**Material shown:**
((

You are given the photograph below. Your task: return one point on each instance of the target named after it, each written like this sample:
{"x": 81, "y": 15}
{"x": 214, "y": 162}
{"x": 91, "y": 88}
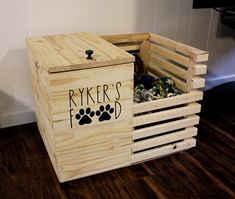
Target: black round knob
{"x": 89, "y": 53}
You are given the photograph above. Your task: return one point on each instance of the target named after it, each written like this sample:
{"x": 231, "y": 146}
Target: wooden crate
{"x": 85, "y": 110}
{"x": 165, "y": 126}
{"x": 83, "y": 106}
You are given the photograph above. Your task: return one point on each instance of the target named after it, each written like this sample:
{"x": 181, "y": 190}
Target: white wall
{"x": 172, "y": 18}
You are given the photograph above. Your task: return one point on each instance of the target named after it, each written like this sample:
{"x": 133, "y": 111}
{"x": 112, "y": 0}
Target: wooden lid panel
{"x": 67, "y": 52}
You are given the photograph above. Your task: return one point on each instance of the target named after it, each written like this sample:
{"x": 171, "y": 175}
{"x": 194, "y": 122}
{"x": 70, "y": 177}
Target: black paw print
{"x": 84, "y": 117}
{"x": 104, "y": 113}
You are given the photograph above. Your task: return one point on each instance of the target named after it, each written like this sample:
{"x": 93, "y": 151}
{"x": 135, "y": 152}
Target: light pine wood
{"x": 198, "y": 82}
{"x": 67, "y": 52}
{"x": 168, "y": 102}
{"x": 166, "y": 115}
{"x": 59, "y": 66}
{"x": 165, "y": 127}
{"x": 158, "y": 71}
{"x": 129, "y": 46}
{"x": 178, "y": 71}
{"x": 167, "y": 53}
{"x": 163, "y": 151}
{"x": 197, "y": 54}
{"x": 164, "y": 139}
{"x": 144, "y": 54}
{"x": 199, "y": 69}
{"x": 126, "y": 38}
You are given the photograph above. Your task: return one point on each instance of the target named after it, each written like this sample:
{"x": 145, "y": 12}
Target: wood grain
{"x": 27, "y": 172}
{"x": 67, "y": 52}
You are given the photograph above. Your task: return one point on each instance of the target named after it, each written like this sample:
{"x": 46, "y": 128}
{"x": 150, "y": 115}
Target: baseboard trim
{"x": 16, "y": 118}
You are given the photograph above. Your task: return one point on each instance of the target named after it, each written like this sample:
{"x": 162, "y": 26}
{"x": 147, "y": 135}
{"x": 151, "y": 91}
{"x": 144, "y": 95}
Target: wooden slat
{"x": 169, "y": 66}
{"x": 129, "y": 46}
{"x": 125, "y": 38}
{"x": 162, "y": 151}
{"x": 168, "y": 102}
{"x": 171, "y": 55}
{"x": 168, "y": 126}
{"x": 199, "y": 69}
{"x": 155, "y": 69}
{"x": 197, "y": 54}
{"x": 168, "y": 114}
{"x": 67, "y": 52}
{"x": 198, "y": 82}
{"x": 144, "y": 54}
{"x": 164, "y": 139}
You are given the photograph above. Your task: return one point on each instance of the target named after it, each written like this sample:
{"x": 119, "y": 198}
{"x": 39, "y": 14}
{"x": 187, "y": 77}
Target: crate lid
{"x": 68, "y": 51}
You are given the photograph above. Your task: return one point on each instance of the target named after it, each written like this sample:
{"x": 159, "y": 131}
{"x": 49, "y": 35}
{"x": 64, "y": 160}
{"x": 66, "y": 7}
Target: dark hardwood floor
{"x": 207, "y": 171}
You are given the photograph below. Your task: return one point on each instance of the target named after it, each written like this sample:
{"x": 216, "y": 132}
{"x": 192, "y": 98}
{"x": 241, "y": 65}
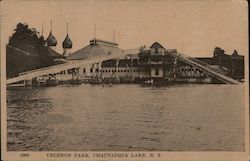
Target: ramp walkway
{"x": 65, "y": 66}
{"x": 208, "y": 69}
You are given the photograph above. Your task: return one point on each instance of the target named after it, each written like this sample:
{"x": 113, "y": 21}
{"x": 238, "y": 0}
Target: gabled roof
{"x": 54, "y": 54}
{"x": 67, "y": 43}
{"x": 51, "y": 40}
{"x": 156, "y": 45}
{"x": 93, "y": 50}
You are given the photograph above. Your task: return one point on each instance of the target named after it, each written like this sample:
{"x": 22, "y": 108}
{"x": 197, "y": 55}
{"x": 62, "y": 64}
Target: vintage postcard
{"x": 124, "y": 80}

))

**What the exercise asks:**
Give the data again exactly as written, with all pictures left out.

**Answer for the task:**
You are given the photograph below. Your task: return one point on each instance of the target named after it, each written like this sample:
{"x": 81, "y": 15}
{"x": 214, "y": 162}
{"x": 91, "y": 88}
Target: black round knob
{"x": 89, "y": 53}
You are given the photograph above. Your task: return one point on each instance of the target named after it, each written like this sample:
{"x": 231, "y": 146}
Target: wooden crate
{"x": 85, "y": 110}
{"x": 165, "y": 126}
{"x": 83, "y": 106}
You are given the photograph above. Your task: return one point on each instance of the target named after it, each written like this sample:
{"x": 181, "y": 190}
Target: white wall
{"x": 172, "y": 18}
You are given the photograph above. Your task: return one point on each instance of the target named after it, each written like this sample:
{"x": 133, "y": 111}
{"x": 112, "y": 0}
Target: wooden lid panel
{"x": 67, "y": 52}
You are given the photograph above. Your task: return one point on each instance of the target named after it, each written like this sample:
{"x": 171, "y": 175}
{"x": 194, "y": 122}
{"x": 70, "y": 177}
Target: black paw print
{"x": 84, "y": 117}
{"x": 104, "y": 113}
You are given the photograph above. Your task: return one point on each instance of the target named after it, each written like this sample:
{"x": 93, "y": 151}
{"x": 135, "y": 152}
Target: light pine wood
{"x": 198, "y": 82}
{"x": 67, "y": 52}
{"x": 168, "y": 102}
{"x": 166, "y": 115}
{"x": 59, "y": 66}
{"x": 165, "y": 127}
{"x": 158, "y": 71}
{"x": 129, "y": 46}
{"x": 178, "y": 71}
{"x": 167, "y": 53}
{"x": 163, "y": 151}
{"x": 197, "y": 54}
{"x": 164, "y": 139}
{"x": 144, "y": 54}
{"x": 199, "y": 69}
{"x": 126, "y": 38}
You are given the photograph above. Your task: return one point on each instance of the target named after it, each written like this sample:
{"x": 145, "y": 12}
Target: wood grain
{"x": 27, "y": 172}
{"x": 67, "y": 52}
You are given the photograph above. Your task: return one point on each instance of the target named after it, each written like this sample:
{"x": 46, "y": 128}
{"x": 150, "y": 115}
Target: baseboard trim
{"x": 16, "y": 118}
You are given the photograph above. Your task: return one point on each instance of the target named after it, each written like this sample:
{"x": 162, "y": 26}
{"x": 147, "y": 135}
{"x": 151, "y": 91}
{"x": 144, "y": 95}
Target: wooden slat
{"x": 169, "y": 66}
{"x": 129, "y": 46}
{"x": 125, "y": 38}
{"x": 162, "y": 151}
{"x": 168, "y": 102}
{"x": 171, "y": 55}
{"x": 168, "y": 126}
{"x": 199, "y": 69}
{"x": 155, "y": 69}
{"x": 197, "y": 54}
{"x": 168, "y": 114}
{"x": 67, "y": 52}
{"x": 198, "y": 82}
{"x": 144, "y": 54}
{"x": 164, "y": 139}
You are given the photograph above. Your task: return one point on each instance of the target named after it, each written like this sample:
{"x": 119, "y": 198}
{"x": 39, "y": 14}
{"x": 187, "y": 77}
Target: crate lid
{"x": 68, "y": 51}
You are given the photograph above. Your task: return one point on each instance of the target named after it, each written like this sample:
{"x": 159, "y": 131}
{"x": 49, "y": 35}
{"x": 64, "y": 160}
{"x": 66, "y": 7}
Target: dark hardwood floor
{"x": 207, "y": 171}
You are given the photograph below. Your task: return one point on each instance of the target named after it, each written like this sample:
{"x": 216, "y": 132}
{"x": 192, "y": 98}
{"x": 241, "y": 65}
Target: ramp walkway
{"x": 65, "y": 66}
{"x": 208, "y": 69}
You are given the photograph above. Your task: return one point on each instance of the target named after it, each written like this sample:
{"x": 113, "y": 21}
{"x": 238, "y": 0}
Target: gabled roof
{"x": 54, "y": 54}
{"x": 67, "y": 43}
{"x": 51, "y": 40}
{"x": 156, "y": 45}
{"x": 93, "y": 50}
You are given the photograph above. Your task: return one point on each instance of the target named after it, each written like this sample:
{"x": 22, "y": 108}
{"x": 197, "y": 55}
{"x": 62, "y": 64}
Target: vintage postcard
{"x": 124, "y": 80}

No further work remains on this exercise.